» **WHAT IS NEEDED**: When you reach the line in the listing below that contains "point: bride ->", begin returning lines exactly as written, and stop after the line that contains "point: suit trousers". Return no other lines.

EXERCISE DATA section start

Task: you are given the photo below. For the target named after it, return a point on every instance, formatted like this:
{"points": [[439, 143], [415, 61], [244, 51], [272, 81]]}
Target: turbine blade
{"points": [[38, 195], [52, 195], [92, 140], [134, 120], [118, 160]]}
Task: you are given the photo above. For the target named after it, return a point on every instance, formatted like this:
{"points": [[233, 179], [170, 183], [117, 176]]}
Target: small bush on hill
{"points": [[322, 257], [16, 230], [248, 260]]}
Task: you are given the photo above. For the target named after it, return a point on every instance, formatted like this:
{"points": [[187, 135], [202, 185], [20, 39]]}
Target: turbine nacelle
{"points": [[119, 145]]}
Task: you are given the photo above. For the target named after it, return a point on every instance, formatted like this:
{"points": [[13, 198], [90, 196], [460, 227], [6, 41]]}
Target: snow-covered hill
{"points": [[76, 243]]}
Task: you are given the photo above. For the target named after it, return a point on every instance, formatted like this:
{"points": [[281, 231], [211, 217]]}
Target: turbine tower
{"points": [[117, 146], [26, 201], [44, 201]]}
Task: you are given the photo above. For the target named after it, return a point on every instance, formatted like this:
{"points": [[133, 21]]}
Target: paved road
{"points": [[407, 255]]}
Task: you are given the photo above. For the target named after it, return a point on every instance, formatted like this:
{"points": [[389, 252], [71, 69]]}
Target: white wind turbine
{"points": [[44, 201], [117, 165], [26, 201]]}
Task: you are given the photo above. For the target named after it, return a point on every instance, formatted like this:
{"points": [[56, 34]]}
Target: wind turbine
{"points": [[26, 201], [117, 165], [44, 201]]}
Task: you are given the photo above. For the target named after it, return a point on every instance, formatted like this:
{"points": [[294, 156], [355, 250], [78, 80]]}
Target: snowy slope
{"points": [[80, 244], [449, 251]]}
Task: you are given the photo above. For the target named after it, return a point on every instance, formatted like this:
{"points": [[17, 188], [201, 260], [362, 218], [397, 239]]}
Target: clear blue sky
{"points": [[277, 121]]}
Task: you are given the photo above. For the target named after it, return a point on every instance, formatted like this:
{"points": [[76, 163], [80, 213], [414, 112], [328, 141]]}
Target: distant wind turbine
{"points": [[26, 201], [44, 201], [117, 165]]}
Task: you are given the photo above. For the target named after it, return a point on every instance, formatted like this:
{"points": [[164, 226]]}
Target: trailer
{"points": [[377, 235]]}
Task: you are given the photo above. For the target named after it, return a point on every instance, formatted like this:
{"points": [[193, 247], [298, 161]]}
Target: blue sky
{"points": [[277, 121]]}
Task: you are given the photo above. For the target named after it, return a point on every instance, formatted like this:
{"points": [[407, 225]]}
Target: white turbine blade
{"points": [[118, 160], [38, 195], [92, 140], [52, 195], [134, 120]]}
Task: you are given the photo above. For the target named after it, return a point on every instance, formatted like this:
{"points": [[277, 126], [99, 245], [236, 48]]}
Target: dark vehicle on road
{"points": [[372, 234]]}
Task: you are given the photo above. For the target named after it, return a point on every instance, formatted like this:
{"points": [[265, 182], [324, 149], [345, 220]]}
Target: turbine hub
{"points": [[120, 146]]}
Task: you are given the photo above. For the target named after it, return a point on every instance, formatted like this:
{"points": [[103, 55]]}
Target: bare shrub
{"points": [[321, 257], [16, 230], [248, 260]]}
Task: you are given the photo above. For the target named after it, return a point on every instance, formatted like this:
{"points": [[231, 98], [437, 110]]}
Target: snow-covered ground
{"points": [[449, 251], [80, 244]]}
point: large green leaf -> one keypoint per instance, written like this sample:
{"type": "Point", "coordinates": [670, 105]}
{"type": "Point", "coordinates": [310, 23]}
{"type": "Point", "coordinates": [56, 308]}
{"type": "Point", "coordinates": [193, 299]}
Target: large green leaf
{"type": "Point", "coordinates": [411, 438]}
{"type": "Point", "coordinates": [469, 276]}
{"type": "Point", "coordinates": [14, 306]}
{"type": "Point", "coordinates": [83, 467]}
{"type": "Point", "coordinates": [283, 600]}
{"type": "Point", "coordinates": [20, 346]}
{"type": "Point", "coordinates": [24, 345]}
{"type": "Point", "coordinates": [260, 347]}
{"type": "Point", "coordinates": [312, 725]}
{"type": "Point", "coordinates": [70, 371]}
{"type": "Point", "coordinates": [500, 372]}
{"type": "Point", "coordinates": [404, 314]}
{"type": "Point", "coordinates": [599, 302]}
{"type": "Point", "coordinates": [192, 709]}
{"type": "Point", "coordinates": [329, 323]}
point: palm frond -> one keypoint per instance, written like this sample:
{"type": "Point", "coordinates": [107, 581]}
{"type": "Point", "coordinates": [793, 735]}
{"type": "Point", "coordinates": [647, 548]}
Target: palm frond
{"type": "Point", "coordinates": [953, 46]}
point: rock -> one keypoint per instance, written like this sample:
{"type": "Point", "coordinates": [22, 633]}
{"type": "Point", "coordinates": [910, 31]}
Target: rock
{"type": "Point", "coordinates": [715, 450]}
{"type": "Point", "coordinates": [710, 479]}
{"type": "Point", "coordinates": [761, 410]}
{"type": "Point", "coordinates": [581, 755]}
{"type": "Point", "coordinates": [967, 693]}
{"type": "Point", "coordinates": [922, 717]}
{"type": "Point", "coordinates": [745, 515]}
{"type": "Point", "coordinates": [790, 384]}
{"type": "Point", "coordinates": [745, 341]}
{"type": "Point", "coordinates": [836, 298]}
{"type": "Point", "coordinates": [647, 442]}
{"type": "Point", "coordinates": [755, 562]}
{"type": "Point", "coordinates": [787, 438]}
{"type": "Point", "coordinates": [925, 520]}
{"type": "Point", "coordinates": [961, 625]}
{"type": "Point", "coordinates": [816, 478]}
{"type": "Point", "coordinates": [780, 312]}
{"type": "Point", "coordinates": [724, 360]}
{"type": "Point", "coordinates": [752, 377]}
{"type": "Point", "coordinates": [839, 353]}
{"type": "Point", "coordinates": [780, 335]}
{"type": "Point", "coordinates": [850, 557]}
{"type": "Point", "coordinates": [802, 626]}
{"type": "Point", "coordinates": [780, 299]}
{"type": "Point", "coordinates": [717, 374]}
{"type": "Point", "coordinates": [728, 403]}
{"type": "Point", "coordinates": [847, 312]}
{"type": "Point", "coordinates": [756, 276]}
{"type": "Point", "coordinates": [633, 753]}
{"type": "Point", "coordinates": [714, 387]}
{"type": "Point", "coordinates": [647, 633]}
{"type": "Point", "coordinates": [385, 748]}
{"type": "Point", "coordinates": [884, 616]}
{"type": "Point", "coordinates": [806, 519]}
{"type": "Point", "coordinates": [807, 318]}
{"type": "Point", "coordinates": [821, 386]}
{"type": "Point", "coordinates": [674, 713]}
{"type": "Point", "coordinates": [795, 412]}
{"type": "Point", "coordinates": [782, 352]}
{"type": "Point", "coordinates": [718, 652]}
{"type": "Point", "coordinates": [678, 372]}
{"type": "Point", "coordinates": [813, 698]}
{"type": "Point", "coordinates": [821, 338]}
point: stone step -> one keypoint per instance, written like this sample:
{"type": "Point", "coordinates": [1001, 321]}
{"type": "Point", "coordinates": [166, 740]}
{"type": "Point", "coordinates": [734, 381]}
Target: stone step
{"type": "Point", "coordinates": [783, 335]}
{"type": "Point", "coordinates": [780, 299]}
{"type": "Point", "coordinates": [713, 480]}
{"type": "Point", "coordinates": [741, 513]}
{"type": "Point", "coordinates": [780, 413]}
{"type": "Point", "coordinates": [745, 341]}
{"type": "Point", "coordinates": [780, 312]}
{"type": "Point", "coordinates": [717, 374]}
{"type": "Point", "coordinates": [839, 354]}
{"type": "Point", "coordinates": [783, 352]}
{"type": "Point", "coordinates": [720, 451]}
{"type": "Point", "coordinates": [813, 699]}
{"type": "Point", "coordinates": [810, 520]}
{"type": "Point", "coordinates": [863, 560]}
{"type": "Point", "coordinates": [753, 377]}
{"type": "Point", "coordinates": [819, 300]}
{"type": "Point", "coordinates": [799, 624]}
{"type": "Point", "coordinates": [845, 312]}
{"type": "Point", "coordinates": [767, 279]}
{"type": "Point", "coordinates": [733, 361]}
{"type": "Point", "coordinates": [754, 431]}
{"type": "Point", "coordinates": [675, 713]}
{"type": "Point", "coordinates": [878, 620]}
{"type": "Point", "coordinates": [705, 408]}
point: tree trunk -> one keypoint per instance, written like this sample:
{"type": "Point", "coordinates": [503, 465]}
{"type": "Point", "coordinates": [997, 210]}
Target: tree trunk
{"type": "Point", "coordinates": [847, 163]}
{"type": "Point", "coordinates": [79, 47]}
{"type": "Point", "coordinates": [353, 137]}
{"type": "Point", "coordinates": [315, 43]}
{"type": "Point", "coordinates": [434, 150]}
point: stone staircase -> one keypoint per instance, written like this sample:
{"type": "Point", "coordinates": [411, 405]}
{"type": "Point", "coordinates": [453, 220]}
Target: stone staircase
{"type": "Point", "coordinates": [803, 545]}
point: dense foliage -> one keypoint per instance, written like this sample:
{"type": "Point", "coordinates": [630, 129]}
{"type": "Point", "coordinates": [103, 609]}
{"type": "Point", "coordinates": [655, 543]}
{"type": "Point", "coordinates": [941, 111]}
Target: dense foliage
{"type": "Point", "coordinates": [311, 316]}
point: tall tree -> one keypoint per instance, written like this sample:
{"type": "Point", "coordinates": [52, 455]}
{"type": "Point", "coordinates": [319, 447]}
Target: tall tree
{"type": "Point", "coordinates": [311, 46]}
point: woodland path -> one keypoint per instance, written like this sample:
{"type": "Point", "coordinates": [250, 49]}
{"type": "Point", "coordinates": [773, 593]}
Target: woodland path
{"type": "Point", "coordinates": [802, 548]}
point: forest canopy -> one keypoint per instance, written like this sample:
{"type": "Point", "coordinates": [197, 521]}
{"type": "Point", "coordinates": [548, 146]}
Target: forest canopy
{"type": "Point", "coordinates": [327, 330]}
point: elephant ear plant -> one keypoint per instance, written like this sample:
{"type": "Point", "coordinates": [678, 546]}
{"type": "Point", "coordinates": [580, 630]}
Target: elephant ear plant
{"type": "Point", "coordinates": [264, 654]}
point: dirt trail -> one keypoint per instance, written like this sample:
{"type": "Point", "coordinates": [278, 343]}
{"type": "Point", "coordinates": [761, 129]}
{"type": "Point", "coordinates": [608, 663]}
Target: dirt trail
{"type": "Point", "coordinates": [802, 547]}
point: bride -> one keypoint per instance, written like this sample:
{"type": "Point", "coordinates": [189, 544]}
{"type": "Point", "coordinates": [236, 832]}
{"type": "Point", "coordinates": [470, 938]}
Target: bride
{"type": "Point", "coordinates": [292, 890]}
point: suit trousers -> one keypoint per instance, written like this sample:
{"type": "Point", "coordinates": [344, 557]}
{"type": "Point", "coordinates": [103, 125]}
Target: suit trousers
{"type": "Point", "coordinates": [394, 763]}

EXERCISE DATA section end

» **SOLUTION TO THIS PROBLEM**:
point: bride -> one keypoint per instance, written like this sample:
{"type": "Point", "coordinates": [189, 544]}
{"type": "Point", "coordinates": [236, 832]}
{"type": "Point", "coordinates": [470, 938]}
Target: bride
{"type": "Point", "coordinates": [292, 890]}
point: suit trousers -> one keypoint per instance, written like this sample:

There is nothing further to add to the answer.